─── GIVEN INFORMATION ───
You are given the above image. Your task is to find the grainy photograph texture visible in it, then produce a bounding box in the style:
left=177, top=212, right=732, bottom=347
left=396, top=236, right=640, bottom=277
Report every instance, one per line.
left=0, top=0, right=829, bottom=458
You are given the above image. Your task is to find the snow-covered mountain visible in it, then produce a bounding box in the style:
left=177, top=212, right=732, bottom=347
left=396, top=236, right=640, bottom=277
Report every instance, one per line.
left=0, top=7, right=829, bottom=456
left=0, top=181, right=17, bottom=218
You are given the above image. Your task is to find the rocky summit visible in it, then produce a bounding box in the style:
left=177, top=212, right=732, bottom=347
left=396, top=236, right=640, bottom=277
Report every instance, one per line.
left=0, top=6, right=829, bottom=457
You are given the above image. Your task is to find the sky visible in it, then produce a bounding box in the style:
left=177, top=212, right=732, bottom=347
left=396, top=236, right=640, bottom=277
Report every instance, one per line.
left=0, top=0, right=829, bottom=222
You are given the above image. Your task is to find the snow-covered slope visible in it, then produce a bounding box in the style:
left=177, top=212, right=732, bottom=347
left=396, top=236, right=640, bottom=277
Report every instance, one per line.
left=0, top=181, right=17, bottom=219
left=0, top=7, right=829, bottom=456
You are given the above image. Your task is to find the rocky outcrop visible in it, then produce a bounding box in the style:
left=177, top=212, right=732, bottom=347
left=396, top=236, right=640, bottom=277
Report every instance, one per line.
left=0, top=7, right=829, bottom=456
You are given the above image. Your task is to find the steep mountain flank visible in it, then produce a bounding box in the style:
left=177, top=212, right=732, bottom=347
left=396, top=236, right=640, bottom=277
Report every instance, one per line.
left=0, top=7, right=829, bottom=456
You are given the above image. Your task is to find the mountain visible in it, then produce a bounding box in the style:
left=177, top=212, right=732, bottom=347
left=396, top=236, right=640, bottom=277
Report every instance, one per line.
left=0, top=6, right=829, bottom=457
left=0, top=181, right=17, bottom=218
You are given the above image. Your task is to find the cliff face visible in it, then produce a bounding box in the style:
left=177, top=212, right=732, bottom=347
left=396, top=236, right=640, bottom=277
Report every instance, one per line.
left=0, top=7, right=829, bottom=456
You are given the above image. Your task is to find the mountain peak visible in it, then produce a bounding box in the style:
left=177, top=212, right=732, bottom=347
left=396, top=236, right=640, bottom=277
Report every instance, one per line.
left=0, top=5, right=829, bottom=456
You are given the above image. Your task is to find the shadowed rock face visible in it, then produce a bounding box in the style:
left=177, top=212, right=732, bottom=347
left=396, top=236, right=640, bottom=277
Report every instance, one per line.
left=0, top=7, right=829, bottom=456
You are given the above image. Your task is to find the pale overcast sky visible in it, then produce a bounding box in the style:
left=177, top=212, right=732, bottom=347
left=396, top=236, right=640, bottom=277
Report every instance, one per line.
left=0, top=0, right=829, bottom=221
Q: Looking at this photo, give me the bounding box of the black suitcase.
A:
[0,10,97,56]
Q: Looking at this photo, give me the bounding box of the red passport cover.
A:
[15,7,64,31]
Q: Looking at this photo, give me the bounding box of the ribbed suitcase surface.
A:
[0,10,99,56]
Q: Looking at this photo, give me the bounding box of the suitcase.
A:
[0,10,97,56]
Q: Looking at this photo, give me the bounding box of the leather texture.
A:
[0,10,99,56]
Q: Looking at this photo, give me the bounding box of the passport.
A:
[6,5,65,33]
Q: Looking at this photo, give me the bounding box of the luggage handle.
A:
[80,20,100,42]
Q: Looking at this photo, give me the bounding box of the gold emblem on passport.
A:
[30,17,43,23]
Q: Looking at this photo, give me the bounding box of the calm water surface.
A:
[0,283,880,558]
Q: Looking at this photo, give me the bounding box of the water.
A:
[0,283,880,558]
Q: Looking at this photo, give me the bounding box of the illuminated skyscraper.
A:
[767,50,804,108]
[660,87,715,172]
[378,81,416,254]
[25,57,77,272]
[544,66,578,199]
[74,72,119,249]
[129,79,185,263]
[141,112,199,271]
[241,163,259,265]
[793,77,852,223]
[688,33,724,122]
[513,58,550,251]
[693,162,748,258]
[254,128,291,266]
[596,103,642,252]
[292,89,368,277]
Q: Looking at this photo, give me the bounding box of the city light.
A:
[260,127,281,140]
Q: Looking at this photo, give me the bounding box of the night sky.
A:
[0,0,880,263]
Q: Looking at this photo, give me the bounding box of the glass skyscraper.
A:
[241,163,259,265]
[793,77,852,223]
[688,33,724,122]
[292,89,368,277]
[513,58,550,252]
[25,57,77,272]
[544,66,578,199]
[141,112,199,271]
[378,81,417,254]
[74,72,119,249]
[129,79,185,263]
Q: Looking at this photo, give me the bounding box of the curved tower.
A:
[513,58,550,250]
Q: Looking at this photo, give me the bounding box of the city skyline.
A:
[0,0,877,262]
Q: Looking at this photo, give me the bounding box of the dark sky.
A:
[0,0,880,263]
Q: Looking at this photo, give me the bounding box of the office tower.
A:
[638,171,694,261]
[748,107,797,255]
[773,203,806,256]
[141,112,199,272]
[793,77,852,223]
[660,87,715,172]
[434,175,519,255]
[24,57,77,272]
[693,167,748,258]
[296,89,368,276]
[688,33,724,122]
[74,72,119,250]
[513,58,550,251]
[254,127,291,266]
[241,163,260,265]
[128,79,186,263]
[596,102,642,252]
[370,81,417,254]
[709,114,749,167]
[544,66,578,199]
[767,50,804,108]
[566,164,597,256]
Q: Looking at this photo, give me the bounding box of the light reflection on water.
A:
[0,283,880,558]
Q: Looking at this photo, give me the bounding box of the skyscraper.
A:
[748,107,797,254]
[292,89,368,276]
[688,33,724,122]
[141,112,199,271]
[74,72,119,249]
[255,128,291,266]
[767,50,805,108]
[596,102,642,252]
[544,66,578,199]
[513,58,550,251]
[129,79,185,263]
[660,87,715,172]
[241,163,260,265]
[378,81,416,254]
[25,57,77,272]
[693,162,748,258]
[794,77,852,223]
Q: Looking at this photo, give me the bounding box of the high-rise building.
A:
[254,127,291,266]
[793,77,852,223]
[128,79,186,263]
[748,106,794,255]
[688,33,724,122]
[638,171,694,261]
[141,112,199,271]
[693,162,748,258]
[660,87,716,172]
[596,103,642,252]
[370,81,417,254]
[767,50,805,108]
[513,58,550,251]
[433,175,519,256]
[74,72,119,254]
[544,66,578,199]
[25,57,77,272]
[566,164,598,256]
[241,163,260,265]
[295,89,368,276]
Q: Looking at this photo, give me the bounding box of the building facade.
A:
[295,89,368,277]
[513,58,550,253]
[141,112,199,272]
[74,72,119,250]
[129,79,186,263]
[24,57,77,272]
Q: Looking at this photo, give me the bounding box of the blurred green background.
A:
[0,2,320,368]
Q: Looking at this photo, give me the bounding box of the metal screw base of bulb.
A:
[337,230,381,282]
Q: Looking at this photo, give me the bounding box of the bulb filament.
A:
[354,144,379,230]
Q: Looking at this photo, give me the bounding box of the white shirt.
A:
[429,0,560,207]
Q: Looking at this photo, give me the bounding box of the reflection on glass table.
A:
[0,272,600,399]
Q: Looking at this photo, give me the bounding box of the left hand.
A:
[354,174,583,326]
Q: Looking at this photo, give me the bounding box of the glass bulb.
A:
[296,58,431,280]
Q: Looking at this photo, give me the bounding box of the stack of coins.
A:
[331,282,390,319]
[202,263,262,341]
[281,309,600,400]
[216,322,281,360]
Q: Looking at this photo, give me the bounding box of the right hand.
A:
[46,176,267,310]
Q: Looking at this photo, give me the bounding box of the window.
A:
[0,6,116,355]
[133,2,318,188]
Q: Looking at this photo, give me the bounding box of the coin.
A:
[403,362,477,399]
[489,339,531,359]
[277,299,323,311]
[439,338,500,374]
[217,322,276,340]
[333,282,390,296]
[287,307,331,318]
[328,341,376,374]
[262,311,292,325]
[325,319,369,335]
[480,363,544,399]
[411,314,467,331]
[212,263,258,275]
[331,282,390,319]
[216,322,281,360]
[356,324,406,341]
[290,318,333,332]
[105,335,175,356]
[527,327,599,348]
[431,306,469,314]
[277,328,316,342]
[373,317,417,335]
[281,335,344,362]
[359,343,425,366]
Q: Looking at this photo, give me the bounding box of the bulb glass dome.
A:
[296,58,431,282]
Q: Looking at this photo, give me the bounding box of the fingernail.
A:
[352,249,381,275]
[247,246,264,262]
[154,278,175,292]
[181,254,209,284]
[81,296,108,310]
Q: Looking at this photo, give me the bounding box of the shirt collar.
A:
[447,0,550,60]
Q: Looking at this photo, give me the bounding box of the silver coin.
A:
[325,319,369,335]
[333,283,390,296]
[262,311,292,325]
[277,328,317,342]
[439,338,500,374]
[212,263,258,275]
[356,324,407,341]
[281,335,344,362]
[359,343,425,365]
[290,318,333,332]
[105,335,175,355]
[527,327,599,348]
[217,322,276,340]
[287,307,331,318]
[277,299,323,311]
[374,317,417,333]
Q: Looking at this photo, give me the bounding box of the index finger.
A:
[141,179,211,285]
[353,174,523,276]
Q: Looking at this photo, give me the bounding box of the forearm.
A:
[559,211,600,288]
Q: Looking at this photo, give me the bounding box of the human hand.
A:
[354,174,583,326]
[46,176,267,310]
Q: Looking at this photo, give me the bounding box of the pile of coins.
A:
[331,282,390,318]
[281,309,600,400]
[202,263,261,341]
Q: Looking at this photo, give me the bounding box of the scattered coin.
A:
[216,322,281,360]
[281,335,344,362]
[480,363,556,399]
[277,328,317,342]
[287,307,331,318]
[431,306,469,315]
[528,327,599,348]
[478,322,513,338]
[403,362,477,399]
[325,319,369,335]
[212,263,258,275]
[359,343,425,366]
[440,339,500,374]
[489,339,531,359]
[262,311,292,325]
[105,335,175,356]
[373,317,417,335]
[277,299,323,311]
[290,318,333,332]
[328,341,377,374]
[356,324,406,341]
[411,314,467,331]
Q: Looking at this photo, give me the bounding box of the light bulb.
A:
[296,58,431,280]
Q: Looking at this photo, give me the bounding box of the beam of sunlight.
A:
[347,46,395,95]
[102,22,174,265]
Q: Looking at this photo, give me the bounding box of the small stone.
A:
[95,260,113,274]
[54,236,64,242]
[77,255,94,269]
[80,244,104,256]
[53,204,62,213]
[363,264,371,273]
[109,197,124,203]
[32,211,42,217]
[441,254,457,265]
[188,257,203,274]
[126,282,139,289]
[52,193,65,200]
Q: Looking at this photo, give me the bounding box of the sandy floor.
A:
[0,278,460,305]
───
__TASK DIRECTIONS__. Pick out each line of the records above that contains the word "building", and copy those lines.

__EXERCISE RESPONSE__.
Q: Looking at this photo, give me the bounding box of the high-rise building.
Q: Looking at this photo, give me the bounding box of the building facade.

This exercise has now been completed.